## Short exercise
Copy out all the entries below, swapping each "loc" for "location" and keeping everything else unchanged.

==================================================

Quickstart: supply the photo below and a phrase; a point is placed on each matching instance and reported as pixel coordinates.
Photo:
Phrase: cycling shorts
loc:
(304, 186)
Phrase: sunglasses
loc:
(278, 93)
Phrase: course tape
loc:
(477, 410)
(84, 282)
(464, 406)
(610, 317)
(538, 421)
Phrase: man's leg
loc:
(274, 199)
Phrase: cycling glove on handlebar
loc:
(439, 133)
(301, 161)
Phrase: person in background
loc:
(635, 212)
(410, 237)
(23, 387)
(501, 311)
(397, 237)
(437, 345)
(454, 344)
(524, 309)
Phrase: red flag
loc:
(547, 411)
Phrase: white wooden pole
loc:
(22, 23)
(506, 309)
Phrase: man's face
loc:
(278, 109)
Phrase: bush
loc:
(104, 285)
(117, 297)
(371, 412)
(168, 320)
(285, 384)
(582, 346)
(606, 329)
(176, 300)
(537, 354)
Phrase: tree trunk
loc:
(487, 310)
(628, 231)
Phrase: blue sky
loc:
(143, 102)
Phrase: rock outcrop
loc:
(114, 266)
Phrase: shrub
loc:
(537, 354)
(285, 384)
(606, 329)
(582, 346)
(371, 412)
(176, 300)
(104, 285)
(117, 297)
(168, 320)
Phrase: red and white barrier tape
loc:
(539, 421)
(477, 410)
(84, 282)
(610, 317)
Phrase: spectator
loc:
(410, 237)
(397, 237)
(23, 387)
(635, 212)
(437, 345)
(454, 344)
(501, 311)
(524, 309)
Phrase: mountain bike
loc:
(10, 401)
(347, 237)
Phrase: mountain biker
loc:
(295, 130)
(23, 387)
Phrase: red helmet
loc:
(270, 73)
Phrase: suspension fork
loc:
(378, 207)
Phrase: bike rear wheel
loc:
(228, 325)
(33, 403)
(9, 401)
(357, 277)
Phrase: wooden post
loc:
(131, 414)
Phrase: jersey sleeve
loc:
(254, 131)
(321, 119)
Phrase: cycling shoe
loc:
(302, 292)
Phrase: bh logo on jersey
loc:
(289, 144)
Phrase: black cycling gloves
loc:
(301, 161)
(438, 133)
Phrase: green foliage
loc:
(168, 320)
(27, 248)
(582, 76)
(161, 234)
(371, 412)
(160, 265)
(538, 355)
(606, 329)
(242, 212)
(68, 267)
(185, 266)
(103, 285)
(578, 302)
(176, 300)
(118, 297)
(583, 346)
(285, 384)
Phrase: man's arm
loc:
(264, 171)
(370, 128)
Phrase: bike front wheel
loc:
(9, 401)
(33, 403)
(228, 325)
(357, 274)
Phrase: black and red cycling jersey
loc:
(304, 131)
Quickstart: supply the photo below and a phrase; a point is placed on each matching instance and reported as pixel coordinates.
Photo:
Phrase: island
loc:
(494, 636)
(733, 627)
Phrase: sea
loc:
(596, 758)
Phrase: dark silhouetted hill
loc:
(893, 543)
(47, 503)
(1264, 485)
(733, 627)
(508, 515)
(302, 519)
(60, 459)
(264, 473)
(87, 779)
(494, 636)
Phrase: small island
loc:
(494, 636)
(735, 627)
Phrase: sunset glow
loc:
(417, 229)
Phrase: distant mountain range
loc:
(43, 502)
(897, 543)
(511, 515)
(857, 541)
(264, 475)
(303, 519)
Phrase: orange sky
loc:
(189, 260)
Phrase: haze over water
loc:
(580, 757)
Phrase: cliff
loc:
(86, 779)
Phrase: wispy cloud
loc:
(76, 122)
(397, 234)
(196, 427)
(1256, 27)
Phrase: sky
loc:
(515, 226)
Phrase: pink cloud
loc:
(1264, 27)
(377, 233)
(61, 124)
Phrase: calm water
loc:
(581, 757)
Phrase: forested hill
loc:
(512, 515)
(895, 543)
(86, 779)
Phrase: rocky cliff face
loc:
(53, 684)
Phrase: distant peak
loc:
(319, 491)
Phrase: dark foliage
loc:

==================================================

## Solution
Quickstart: supply the photo below and a phrase; a point is placed on each matching instance and reported as pixel coordinates.
Photo:
Phrase: cycling shorts
location:
(304, 186)
Phrase: sunglasses
location:
(278, 93)
Phrase: course tape
location:
(477, 410)
(84, 282)
(464, 406)
(610, 317)
(538, 421)
Phrase: man's leg
location:
(274, 199)
Phrase: cycling glove on handlebar
location:
(439, 133)
(301, 161)
Phrase: person in background
location:
(635, 212)
(410, 237)
(23, 387)
(501, 311)
(397, 237)
(437, 345)
(454, 344)
(524, 309)
Phrase: red flag
location:
(547, 411)
Phrase: white wooden pole
location:
(22, 23)
(506, 309)
Phrase: man's face
location:
(278, 109)
Phrase: bush
location:
(104, 285)
(117, 297)
(371, 412)
(168, 320)
(285, 384)
(582, 346)
(606, 329)
(176, 300)
(537, 354)
Phrase: tree trunk
location:
(487, 310)
(628, 231)
Phrase: blue sky
location:
(143, 102)
Phrase: rock outcrop
location:
(114, 266)
Phrase: shrub
location:
(537, 354)
(285, 384)
(606, 329)
(582, 346)
(371, 412)
(176, 300)
(104, 285)
(117, 297)
(168, 320)
Phrase: red and white barrier tape
location:
(539, 421)
(477, 410)
(84, 282)
(610, 317)
Phrase: spectator
location:
(410, 237)
(397, 237)
(23, 387)
(635, 212)
(437, 345)
(454, 344)
(501, 311)
(524, 309)
Phrase: mountain bike
location:
(10, 401)
(347, 237)
Phrase: mountain biker
location:
(295, 130)
(23, 387)
Phrase: red helmet
location:
(270, 73)
Phrase: suspension fork
location:
(378, 207)
Phrase: bike rear wheel
location:
(228, 325)
(33, 403)
(9, 401)
(357, 277)
Phrase: wooden post
location:
(131, 414)
Phrase: jersey sleeve
location:
(254, 131)
(321, 119)
Phrase: cycling shoe
location:
(302, 292)
Phrase: bh logo on jersey
location:
(289, 144)
Phrase: black cycling gloves
location:
(301, 161)
(438, 133)
Phrase: green foliage
location:
(168, 320)
(27, 248)
(582, 76)
(161, 234)
(371, 412)
(160, 265)
(538, 355)
(606, 329)
(242, 212)
(68, 267)
(185, 266)
(103, 285)
(578, 302)
(176, 300)
(118, 297)
(583, 346)
(285, 384)
Phrase: man's arm
location:
(264, 171)
(370, 128)
Phrase: bike front wheel
location:
(9, 401)
(33, 403)
(228, 325)
(357, 274)
Phrase: black and red cycling jersey
location:
(304, 131)
Quickstart: supply the photo below and a phrase; a point is placed on each matching instance and reported as pixel coordinates.
Photo:
Phrase: island
location:
(494, 636)
(733, 627)
Phrase: sea
location:
(596, 758)
Phrase: dark silhouetted hill
location:
(893, 543)
(47, 503)
(1264, 485)
(733, 627)
(508, 515)
(302, 519)
(60, 459)
(264, 473)
(87, 779)
(494, 636)
Phrase: small island
location:
(494, 636)
(735, 627)
Phrase: sunset glow
location:
(417, 229)
Phrase: distant mountain range
location:
(43, 502)
(897, 543)
(511, 515)
(857, 541)
(264, 475)
(303, 519)
Phrase: orange sky
location:
(189, 260)
Phrase: haze over water
location:
(580, 757)
Phrase: cliff
location:
(86, 779)
Phrase: wispy cloud
location:
(76, 122)
(397, 234)
(196, 427)
(1256, 27)
Phrase: sky
location:
(515, 226)
Phrase: pink cloud
location:
(1264, 27)
(377, 233)
(61, 124)
Phrase: calm water
location:
(581, 757)
Phrase: forested hill
location:
(512, 515)
(895, 543)
(86, 779)
Phrase: rocky cliff face
location:
(53, 684)
Phrase: distant peak
location:
(319, 491)
Phrase: dark foliage
location:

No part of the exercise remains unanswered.